**Requirement**
How many lines in the dataset entries below contain the string "framed"? Reply with the number only.

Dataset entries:
------

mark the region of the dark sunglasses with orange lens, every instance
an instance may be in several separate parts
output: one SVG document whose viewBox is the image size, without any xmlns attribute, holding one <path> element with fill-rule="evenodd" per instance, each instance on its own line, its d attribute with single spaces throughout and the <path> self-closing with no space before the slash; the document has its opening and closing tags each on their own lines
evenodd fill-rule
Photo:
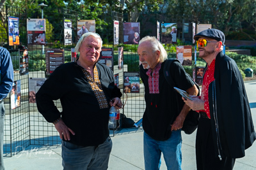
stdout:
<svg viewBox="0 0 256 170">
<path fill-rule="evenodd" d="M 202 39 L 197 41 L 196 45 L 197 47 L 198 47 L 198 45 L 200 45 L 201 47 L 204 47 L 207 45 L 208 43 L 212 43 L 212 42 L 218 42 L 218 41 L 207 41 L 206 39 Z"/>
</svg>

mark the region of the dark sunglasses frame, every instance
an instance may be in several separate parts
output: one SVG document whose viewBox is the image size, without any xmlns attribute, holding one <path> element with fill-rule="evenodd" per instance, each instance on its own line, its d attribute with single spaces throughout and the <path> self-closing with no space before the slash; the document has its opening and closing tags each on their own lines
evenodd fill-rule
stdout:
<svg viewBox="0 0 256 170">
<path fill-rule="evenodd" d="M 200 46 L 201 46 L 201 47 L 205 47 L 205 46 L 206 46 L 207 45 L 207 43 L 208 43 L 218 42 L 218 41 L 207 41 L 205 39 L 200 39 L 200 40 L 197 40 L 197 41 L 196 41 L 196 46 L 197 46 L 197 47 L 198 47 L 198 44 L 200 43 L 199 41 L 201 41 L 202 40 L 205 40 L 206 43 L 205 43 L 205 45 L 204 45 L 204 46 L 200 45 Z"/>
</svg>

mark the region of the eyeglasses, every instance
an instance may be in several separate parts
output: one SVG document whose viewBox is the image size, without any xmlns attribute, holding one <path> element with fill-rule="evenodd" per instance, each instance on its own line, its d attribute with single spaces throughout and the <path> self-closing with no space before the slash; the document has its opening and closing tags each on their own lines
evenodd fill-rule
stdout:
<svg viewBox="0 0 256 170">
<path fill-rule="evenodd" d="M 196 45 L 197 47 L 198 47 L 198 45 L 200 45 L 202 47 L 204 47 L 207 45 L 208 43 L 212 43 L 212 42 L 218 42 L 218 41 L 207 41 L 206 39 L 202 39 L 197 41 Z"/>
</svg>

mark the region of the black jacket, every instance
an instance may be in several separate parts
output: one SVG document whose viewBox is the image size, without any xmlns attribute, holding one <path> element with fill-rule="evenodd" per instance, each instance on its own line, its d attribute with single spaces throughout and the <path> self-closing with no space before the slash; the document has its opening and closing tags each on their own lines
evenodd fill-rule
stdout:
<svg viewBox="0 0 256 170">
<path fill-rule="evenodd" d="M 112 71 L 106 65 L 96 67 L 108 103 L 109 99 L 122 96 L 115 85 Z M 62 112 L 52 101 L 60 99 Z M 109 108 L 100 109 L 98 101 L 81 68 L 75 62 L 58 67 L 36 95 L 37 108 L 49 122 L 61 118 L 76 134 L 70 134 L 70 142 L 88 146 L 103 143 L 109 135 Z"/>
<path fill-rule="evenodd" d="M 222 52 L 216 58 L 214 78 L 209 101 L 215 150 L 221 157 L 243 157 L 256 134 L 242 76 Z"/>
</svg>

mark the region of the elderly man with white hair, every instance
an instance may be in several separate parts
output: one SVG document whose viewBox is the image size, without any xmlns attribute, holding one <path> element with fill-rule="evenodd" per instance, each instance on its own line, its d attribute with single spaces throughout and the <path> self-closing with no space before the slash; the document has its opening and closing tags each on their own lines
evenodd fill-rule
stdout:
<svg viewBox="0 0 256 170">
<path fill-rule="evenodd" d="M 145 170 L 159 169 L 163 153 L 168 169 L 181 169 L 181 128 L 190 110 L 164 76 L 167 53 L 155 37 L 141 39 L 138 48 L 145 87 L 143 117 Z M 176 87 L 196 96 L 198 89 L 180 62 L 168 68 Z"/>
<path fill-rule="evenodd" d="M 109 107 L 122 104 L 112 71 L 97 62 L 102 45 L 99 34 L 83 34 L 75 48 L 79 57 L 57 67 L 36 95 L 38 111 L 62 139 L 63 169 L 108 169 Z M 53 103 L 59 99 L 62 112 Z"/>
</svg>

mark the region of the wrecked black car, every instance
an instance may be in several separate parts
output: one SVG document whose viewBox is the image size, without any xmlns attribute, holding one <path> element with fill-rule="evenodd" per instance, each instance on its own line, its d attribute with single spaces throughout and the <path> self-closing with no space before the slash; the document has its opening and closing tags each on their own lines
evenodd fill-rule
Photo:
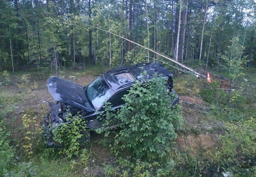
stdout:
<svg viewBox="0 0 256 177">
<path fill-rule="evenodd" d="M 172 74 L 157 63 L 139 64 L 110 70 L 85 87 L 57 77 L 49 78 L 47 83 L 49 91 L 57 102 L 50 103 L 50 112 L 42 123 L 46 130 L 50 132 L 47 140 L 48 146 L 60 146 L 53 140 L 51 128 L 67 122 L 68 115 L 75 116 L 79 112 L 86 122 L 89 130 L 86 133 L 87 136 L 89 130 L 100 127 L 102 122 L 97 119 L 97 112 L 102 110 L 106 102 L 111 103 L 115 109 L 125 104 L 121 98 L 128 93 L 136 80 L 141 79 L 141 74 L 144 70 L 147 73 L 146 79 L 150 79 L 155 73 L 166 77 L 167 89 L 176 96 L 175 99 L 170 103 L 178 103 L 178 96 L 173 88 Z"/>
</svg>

------

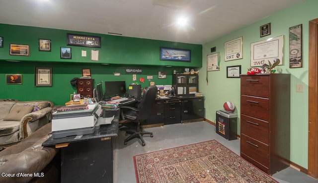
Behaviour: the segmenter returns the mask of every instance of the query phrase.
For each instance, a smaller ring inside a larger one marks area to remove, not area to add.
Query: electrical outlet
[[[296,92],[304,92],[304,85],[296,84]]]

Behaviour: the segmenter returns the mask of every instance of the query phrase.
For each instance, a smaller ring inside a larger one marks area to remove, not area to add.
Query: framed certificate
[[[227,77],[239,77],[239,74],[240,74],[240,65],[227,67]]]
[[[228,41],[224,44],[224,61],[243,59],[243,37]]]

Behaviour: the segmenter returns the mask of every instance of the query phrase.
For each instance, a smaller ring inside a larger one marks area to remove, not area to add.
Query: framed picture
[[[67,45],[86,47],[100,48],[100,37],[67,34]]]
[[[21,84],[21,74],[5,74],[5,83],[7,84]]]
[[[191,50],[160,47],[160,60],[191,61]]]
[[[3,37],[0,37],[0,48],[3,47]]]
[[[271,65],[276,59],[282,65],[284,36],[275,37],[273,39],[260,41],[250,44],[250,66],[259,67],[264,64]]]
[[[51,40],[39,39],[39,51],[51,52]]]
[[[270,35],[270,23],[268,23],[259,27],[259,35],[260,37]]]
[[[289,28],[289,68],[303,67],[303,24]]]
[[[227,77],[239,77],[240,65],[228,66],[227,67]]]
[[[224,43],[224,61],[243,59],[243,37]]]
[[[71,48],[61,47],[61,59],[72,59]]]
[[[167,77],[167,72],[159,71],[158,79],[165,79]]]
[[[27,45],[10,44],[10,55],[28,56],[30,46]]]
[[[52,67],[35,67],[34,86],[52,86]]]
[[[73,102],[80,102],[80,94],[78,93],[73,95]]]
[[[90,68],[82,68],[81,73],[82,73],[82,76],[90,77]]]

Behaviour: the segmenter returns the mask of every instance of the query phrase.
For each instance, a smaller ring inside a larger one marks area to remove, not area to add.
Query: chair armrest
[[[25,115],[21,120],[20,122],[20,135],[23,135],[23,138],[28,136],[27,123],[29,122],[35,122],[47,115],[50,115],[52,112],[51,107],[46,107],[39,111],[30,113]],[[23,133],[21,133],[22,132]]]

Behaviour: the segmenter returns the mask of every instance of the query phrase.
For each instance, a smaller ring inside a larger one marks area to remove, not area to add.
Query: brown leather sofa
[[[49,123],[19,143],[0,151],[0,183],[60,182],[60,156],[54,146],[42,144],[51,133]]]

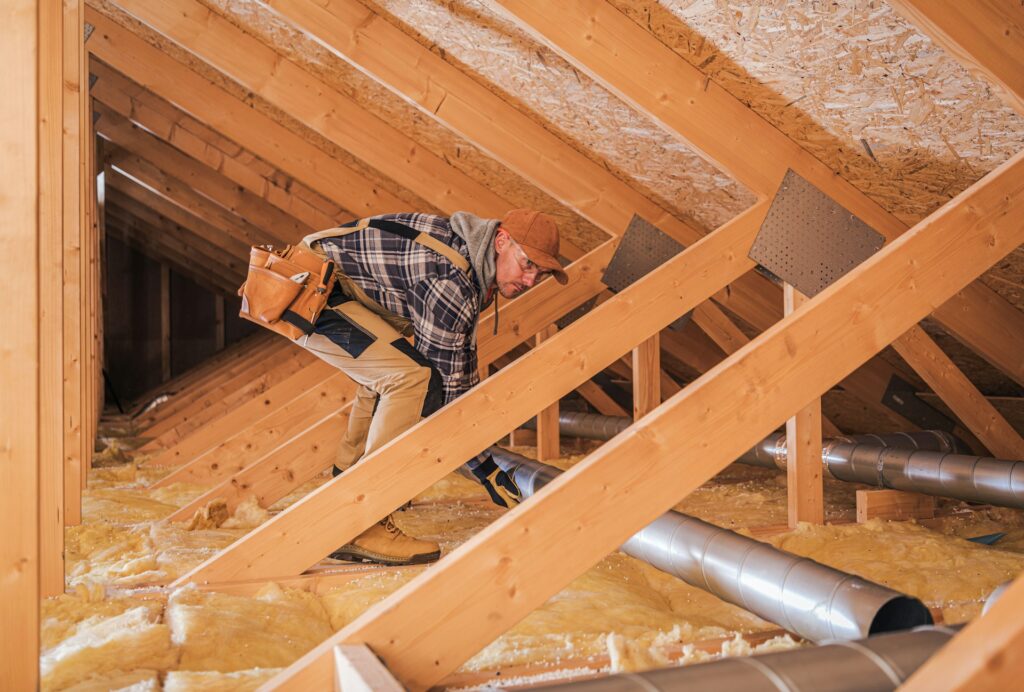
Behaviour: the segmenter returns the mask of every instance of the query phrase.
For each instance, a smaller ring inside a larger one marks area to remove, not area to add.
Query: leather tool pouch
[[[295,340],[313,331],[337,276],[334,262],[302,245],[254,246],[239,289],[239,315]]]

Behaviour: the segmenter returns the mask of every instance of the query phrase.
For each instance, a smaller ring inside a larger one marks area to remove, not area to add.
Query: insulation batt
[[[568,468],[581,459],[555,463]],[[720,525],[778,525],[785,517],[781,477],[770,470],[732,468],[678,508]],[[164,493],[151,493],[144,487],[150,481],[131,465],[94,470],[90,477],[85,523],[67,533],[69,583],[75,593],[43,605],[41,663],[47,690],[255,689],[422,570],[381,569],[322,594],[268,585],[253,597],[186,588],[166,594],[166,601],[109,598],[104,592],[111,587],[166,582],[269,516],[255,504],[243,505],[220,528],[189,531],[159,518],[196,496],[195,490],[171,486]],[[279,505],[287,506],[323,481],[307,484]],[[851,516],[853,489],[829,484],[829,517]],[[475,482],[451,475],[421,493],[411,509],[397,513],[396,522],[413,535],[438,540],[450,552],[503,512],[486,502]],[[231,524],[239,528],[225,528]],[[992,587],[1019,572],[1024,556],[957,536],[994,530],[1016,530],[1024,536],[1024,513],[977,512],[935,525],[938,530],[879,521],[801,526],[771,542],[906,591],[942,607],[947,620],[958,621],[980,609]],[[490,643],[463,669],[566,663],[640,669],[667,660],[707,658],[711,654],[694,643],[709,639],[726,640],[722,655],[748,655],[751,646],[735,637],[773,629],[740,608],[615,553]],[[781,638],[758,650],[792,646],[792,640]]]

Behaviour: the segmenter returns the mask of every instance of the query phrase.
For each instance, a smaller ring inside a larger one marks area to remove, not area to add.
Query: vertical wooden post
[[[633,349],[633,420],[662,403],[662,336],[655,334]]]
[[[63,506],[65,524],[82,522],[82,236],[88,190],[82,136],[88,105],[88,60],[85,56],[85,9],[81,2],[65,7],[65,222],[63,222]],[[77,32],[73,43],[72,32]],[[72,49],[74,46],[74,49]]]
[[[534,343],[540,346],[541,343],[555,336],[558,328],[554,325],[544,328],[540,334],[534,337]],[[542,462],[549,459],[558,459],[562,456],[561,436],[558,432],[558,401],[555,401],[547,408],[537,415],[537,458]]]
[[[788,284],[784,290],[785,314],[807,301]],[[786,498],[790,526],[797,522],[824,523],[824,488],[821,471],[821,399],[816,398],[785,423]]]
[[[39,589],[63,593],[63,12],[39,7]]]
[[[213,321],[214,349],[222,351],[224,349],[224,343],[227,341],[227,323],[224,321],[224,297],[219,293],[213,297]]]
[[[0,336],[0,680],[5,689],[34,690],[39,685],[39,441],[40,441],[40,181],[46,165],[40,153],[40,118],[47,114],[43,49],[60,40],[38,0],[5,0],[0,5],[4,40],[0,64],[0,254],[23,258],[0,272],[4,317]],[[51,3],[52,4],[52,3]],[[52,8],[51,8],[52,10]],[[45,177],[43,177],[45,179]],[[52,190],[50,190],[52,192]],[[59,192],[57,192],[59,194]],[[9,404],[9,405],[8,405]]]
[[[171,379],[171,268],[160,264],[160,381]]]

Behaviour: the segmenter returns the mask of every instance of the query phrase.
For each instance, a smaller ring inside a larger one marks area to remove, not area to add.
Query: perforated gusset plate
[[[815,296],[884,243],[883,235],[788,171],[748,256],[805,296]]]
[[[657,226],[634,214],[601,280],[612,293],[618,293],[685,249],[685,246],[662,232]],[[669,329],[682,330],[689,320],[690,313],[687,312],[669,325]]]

------

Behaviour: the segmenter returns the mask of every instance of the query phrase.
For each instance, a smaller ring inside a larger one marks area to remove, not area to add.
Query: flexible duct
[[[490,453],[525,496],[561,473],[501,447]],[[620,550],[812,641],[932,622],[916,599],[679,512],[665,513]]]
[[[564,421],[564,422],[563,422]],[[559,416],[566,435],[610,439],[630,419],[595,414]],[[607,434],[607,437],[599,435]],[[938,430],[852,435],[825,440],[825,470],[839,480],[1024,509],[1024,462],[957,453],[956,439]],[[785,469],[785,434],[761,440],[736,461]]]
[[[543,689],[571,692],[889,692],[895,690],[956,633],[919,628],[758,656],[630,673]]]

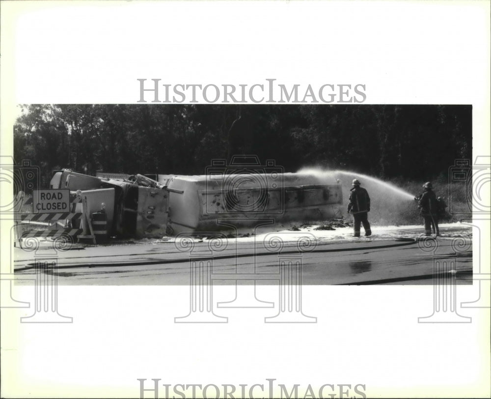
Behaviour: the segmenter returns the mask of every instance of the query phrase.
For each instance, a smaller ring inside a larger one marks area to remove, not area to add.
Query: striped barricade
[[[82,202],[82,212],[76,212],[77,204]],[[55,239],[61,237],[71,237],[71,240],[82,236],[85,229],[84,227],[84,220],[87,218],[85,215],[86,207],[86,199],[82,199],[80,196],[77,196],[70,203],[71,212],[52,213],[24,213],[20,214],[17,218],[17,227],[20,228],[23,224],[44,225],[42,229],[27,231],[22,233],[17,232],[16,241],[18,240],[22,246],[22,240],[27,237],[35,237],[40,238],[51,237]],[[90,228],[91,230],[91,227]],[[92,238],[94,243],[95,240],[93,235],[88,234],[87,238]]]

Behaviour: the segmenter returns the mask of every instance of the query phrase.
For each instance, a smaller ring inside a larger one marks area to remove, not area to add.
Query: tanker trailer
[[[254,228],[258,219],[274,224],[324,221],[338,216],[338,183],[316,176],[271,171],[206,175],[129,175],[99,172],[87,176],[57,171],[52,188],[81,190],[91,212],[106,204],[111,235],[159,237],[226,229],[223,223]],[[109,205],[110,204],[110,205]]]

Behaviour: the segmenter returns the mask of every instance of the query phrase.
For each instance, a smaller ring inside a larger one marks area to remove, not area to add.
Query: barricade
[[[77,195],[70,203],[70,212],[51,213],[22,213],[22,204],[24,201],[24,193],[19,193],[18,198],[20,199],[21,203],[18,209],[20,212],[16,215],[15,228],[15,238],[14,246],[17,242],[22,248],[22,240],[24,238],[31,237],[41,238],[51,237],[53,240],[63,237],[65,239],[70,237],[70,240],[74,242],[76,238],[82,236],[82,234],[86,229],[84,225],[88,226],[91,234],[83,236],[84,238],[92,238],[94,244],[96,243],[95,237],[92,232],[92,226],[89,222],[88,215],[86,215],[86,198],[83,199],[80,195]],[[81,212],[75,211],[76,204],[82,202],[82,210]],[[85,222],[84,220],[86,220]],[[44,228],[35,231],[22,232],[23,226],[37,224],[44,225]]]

------

**Exercise response**
2